### Prompt:
Copy every one of the items below word for word, leaving the pictures out.

— Begin Given records —

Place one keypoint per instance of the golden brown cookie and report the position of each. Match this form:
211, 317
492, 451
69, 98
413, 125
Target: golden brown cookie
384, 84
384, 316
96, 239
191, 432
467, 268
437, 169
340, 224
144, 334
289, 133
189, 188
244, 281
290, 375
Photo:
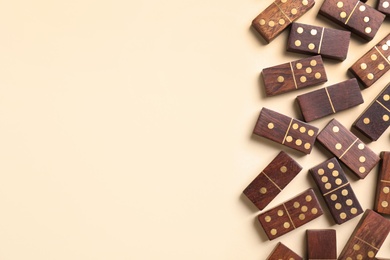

— End Given records —

### Written solution:
Place one keypoint per instance of the golden brown cookie and report the position of each. Match this form:
211, 317
492, 451
69, 98
413, 125
Target: golden brown cookie
384, 84
384, 316
96, 239
191, 432
467, 268
437, 169
340, 224
144, 334
289, 133
189, 188
244, 281
290, 375
Photo:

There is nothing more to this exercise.